◆ Required actions ◆
(a) Reproduce the passage of the post on prediction technologies word for word, starting at "The Research Transparency" and ending at "due January 19.".
(b) Pick up the post on prediction technologies and invention after its last sentence and keep writing it.

Announcements:
Gaétan de Rassenfosse has launched a new living literature review, The Patentist, about intellectual property rights. Check it out!
Graduate students and employees at qualifying organizations, consider a summer internship at Open Philanthropy! Applications are due January 12.
The National Bureau of Economic Research is offering research fellowships to study innovation and productivity policies. Applications due January 16.
The Research Transparency and Reproducibility Training (RT2), hosted by the Berkeley Initiative for Transparency in the Social Sciences, will be May 21-23, in Berkeley, CA. Learn more / apply here. Applications due January 19.
The Metascience 2025 conference will be in London over June 30-July 2 and has an open call for proposals until February 7, 2025. I plan to be there!
Apply for a studentship to do a PhD with the London School of Economics and CERN to study the socio-economic impacts of big science - think Large Hadron Collider or International Space Station. Applications will be considered on a rolling basis until May 22.
Email me to suggest an announcement for the next newsletter. On to the post!
This article will be updated as the state of the academic literature evolves; you can read the latest version here. You can listen to this post above, or via most podcast apps here.
Some inventions and discoveries make the inventive process itself more efficient. One such class of invention is the prediction technology. These can take a lot of forms. AI is one example of a technology that can help scientists and inventors make better predictions about what is worth trying as a candidate solution to a problem, but as we’ll see, there are many other kinds of prediction technology as well.
Prediction technologies seem obviously valuable to scientists and inventors: discovery is all about stepping into the unknown, and a good prediction technology can make it more likely the trip into the unknown will be a productive one. But people often worry that they can have a negative effect if they focus too much inventive effort onto the things the prediction technology helps most with.
Streetlights and Rationality
The most famous example of this phenomenon is the proverbial story of the drunk man struggling to find some keys he dropped. It’s night time in the parable, and he’s looking for his keys under the streetlight, but not having any luck. When asked if this is where he dropped them, he says “no, I dropped them over in that field; but this is where the light is.” In the same way, prediction technologies might bias innovators to look where it’s convenient, not necessarily where it’s most important to look.

Photo-based referring expression records
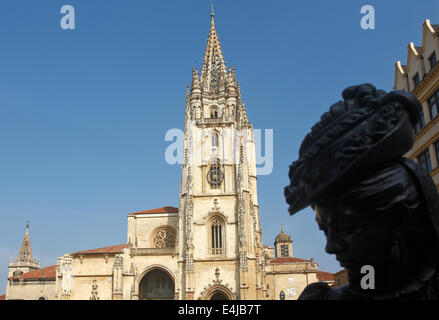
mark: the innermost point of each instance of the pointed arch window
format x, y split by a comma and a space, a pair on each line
214, 112
214, 139
216, 236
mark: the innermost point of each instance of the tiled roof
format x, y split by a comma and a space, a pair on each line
113, 249
158, 210
325, 276
288, 260
48, 273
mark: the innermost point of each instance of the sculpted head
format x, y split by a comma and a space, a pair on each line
369, 201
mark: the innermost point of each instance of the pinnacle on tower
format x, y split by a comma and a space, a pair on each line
213, 71
25, 253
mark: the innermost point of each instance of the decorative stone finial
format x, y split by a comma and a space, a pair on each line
212, 11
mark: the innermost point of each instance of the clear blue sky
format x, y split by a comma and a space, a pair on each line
83, 113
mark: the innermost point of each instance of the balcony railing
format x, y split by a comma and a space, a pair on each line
152, 251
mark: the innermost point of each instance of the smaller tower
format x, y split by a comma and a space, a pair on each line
24, 262
283, 245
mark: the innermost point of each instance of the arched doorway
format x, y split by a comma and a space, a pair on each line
217, 292
156, 285
219, 295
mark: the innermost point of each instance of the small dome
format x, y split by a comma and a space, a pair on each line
282, 236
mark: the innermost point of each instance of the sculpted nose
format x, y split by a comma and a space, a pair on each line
333, 244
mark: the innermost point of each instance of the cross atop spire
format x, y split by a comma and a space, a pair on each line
25, 254
212, 12
213, 71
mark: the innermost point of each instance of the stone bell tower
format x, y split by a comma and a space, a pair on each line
219, 233
24, 261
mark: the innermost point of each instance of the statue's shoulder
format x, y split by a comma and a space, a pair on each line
321, 291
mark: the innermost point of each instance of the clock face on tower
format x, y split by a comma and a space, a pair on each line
215, 176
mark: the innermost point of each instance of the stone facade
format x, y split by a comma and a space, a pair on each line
420, 76
211, 246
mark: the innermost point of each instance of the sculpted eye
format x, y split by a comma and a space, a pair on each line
347, 229
324, 229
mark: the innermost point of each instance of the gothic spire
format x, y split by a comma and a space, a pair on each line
213, 72
25, 254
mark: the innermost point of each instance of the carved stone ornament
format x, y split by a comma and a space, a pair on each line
94, 291
164, 238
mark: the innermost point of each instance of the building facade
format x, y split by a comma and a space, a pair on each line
420, 76
210, 248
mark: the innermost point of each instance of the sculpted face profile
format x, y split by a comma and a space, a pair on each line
375, 207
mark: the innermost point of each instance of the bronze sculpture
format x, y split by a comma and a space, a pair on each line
375, 207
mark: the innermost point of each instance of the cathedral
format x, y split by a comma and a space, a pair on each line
210, 247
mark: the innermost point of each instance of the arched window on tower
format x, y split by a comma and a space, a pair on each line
214, 139
216, 236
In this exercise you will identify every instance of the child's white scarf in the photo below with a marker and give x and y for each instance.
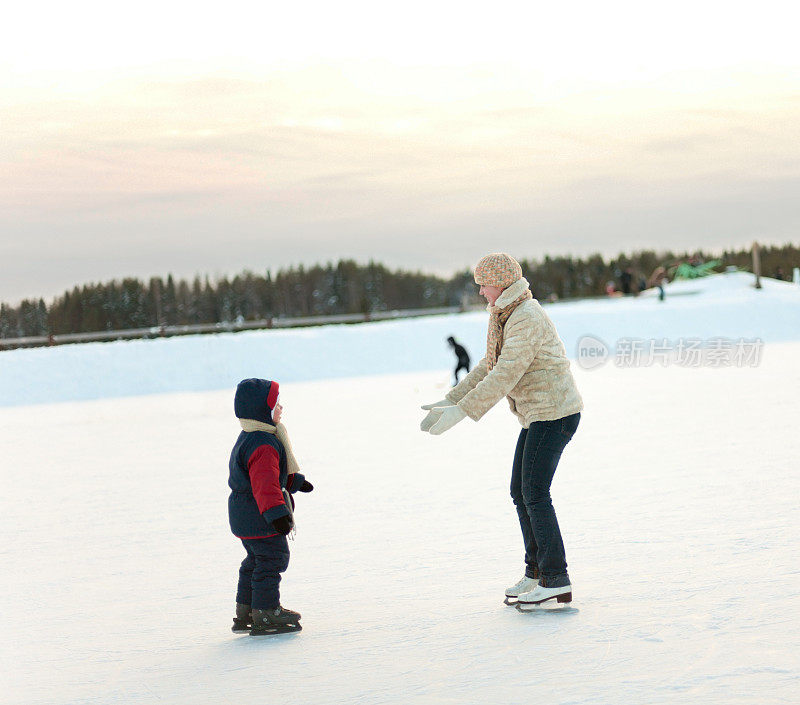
(282, 434)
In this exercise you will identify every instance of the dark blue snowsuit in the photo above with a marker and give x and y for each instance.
(257, 477)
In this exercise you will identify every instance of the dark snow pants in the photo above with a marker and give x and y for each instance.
(539, 449)
(260, 572)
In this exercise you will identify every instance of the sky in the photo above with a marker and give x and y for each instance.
(157, 138)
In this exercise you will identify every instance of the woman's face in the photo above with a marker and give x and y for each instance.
(490, 293)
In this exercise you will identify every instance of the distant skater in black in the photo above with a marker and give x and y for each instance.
(462, 355)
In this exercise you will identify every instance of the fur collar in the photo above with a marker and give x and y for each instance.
(512, 293)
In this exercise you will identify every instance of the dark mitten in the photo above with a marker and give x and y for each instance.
(283, 525)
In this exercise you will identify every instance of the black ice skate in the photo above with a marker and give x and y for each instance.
(243, 621)
(276, 621)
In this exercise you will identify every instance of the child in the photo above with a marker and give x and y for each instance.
(262, 467)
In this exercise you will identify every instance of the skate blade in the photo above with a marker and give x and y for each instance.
(240, 626)
(283, 629)
(564, 600)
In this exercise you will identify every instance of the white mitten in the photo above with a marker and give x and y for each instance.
(433, 416)
(449, 416)
(437, 404)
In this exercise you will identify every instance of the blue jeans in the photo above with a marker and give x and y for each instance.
(538, 451)
(260, 572)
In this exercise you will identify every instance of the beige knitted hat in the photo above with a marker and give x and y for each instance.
(498, 269)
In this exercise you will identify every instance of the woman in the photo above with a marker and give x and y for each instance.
(525, 362)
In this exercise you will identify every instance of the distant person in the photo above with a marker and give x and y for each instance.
(462, 358)
(263, 471)
(658, 279)
(625, 280)
(525, 362)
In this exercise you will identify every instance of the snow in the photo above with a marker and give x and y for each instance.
(677, 499)
(724, 305)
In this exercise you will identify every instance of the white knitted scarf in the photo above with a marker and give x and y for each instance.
(282, 434)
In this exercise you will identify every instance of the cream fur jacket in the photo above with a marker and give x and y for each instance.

◆ Solved problems ◆
(a)
The Research Transparency and Reproducibility Training (RT2), hosted by the Berkeley Initiative for Transparency in the Social Sciences, will be May 21-23, in Berkeley, CA. Learn more / apply here. Applications due January 19.

(b)
The parable doesn’t make much sense if you assume the person looking for their keys is more clear-headed though; if they know they dropped their keys far from the light, they should know not to search near the light. Similarly, it’s hard to tell a story where a clear-sighted inventor is worse off by getting access to a prediction technology. Such an inventor can just assess whether it’s worth using the prediction technology, if it means the potential solution won’t be very significant.
Hoelzemann et al. (2024) point out a way that prediction technologies could make us worse off though, even if scientists/inventors are clear-headed and rational. The key idea is that the discoveries made by scientists and inventors tend to be public, and so scientists/inventors learn from each other.1 In such a world, collective innovation happens more quickly if individuals pursue different lines of research. For example, if I see a rival’s line of research fails, then I know not to go down that road myself. If it succeeds, I can copy that approach.
In this kind of process of collective discovery, a prediction technology can actually make us worse off if it leads everyone to focus on the same small number of research lines. Hoelzemann and coauthors first show this with theory; if you don’t care about the knowledge spillovers to your peers, then it can be rational for everyone to follow the same promising research line, rather than trying different approaches (which might seem less promising individually).
Hoelzemann and coauthors also run an experiment where participants must choose an unknown payout from five different options. Participants play two rounds with each payoff, so if someone finds a high payoff in the first round, everyone learns it and can opt to choose that payout in the second round. Hoelzemann and coauthors show that if you don’t tell participants anything, then they will tend to all guess at different payouts in the first stage, which helps them learn which payouts are best in the second round. But if you tell participants about an intermediate payout - not the best, but not the worst - then many participants are more likely to simply select that payout (which is for sure not bad, even if it’s not great). Since more people pick the same thing, they find the group is less likely to discover the best payout and hence less likely to receive the best payout in the second round. Indeed, in the experiment, participants are usually worse off with information about an intermediate payout than when they don’t know anything at all.
This is a nice demonstration of a theoretical downside to prediction technologies. Let’s now turn to some studies of how real-world prediction technologies affected innovation.
Structural Biology in 2003
To start, let’s consider Kim (2023) who looks at the impact of a new software program in structural biology. This is a field where scientists typically try to figure out the 3D structure of proteins by interpreting data from x-ray diffraction patterns. Kim studies the 2003 introduction of a software program called Phaser that was useful in inferring the 3D structure of proteins.
A key limitation of Phaser is that it only helps you find the structure of proteins that are closely related to proteins whose structure we already know. If there are no known structures “nearby” in the space of possible proteins, the program isn’t helpful. But maybe those are precisely the proteins we want to know more about?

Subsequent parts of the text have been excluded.